TRY IT
Line by line, return the data exactly as shown.

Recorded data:
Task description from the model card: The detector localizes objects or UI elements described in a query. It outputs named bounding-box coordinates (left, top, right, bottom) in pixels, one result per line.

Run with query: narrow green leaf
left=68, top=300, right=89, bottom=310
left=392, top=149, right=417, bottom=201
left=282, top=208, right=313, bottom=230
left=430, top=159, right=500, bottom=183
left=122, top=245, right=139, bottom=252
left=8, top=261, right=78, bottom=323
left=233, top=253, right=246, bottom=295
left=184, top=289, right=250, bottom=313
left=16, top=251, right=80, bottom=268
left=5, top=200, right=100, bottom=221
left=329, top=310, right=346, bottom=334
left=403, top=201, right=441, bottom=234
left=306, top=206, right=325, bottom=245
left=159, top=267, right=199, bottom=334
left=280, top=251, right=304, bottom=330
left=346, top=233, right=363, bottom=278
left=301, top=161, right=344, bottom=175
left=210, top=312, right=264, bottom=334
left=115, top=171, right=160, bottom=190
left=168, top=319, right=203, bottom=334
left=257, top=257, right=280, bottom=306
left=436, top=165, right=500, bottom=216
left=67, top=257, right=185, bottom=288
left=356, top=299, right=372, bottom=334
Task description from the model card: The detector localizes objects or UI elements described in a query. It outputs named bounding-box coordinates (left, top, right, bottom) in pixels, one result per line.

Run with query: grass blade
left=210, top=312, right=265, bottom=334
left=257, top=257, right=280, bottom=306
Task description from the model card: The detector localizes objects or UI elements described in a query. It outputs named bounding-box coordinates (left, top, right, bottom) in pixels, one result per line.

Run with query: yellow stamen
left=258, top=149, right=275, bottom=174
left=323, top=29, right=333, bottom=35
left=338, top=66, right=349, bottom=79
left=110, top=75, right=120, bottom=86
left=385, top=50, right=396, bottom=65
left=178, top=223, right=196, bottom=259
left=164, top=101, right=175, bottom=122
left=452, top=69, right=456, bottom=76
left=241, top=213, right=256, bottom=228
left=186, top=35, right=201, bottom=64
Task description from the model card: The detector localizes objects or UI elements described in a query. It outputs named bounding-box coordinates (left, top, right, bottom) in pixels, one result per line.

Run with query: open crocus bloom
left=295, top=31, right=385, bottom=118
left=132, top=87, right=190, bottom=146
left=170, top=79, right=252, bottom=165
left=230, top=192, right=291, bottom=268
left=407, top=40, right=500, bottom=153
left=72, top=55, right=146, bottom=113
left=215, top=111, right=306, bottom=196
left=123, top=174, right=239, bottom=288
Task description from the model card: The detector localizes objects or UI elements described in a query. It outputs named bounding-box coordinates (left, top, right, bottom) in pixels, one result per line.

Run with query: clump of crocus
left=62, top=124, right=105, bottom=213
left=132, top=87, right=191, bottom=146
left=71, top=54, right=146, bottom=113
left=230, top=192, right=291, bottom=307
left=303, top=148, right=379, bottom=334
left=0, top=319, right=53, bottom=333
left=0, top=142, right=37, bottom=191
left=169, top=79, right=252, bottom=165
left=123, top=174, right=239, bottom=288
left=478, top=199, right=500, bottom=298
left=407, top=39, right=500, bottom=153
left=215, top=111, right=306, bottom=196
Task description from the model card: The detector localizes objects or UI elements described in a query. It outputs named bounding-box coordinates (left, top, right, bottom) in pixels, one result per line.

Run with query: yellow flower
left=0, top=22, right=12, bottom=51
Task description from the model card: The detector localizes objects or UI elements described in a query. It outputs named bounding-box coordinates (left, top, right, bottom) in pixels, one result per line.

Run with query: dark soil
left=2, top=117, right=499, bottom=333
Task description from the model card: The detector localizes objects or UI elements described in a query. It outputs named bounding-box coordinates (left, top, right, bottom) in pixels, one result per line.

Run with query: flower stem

ANSWER TO THIS TASK
Task description from the model card: The detector localizes objects or UI elements described in a query. It outputs named bounding-box coordinates (left, top, right, bottom) in pixels, one result per line.

Run with query: narrow green leaf
left=68, top=300, right=89, bottom=310
left=392, top=149, right=417, bottom=201
left=282, top=208, right=313, bottom=230
left=430, top=159, right=500, bottom=183
left=122, top=245, right=139, bottom=252
left=8, top=261, right=78, bottom=323
left=233, top=253, right=246, bottom=295
left=184, top=289, right=250, bottom=313
left=16, top=251, right=80, bottom=268
left=5, top=200, right=100, bottom=221
left=329, top=310, right=346, bottom=334
left=403, top=201, right=441, bottom=234
left=306, top=206, right=325, bottom=245
left=159, top=267, right=199, bottom=334
left=280, top=251, right=304, bottom=330
left=346, top=233, right=363, bottom=278
left=301, top=161, right=344, bottom=175
left=210, top=312, right=264, bottom=334
left=115, top=171, right=160, bottom=190
left=168, top=319, right=203, bottom=334
left=257, top=257, right=280, bottom=306
left=436, top=165, right=500, bottom=216
left=67, top=257, right=185, bottom=288
left=356, top=299, right=372, bottom=334
Task description from the model card: The detector localizes objects or UI elements described in a query. It outputs named bounding-box coordinates (left, top, right, bottom) in pixels, one result per line.

Run with query: grass blade
left=210, top=312, right=265, bottom=334
left=257, top=257, right=280, bottom=306
Task description from the model card: The detector localizes objects or UI elements described in a query. It outputs named bounding-box coordinates (left, top, right, bottom) in pixels, one result per line.

Run with query: yellow stamen
left=258, top=149, right=275, bottom=174
left=323, top=29, right=333, bottom=35
left=338, top=66, right=349, bottom=79
left=110, top=75, right=120, bottom=86
left=385, top=50, right=396, bottom=65
left=178, top=223, right=196, bottom=259
left=164, top=101, right=175, bottom=122
left=452, top=69, right=456, bottom=76
left=241, top=213, right=256, bottom=228
left=186, top=35, right=201, bottom=64
Task description from the model card: The detector localizes objects or UI elements described in a query. It outputs named bounding-box coordinates (left, top, right, bottom) in pixels, one result per line.

Run with query: open crocus bloom
left=295, top=31, right=385, bottom=118
left=132, top=87, right=190, bottom=146
left=170, top=79, right=252, bottom=165
left=230, top=192, right=291, bottom=268
left=407, top=40, right=500, bottom=153
left=72, top=55, right=146, bottom=113
left=215, top=111, right=306, bottom=196
left=123, top=174, right=239, bottom=288
Task description from the model card: The detector localizes objects or UI elements described in a query. It outputs named bounding-box coordinates (left, top, right, bottom) in pixels, one result per line.

Run with query: clump of crocus
left=62, top=124, right=105, bottom=213
left=132, top=87, right=191, bottom=146
left=71, top=54, right=146, bottom=113
left=230, top=192, right=291, bottom=307
left=303, top=148, right=379, bottom=334
left=0, top=319, right=53, bottom=333
left=0, top=142, right=37, bottom=191
left=169, top=79, right=252, bottom=165
left=123, top=174, right=239, bottom=288
left=478, top=199, right=500, bottom=298
left=407, top=39, right=500, bottom=153
left=215, top=111, right=306, bottom=196
Task description from the model card: The detector localizes objects or UI elements described in a query. It outputs named bounding-box coordinates (left, top, right, bottom) in pixels, one result per line.

Run with query: yellow flower
left=0, top=22, right=12, bottom=51
Task description from the model card: The detector localizes objects or UI elements described in a query. It outputs named bounding-box coordinates (left, top, right, bottom) in pixels, one result per line.

Run with query: dark soil
left=2, top=117, right=499, bottom=333
Task description from the model card: The detector localizes objects or UI elements described in a query. It outputs named bounding-box coordinates (left, top, right, bottom) in pixels, one result per line.

Run with query: flower stem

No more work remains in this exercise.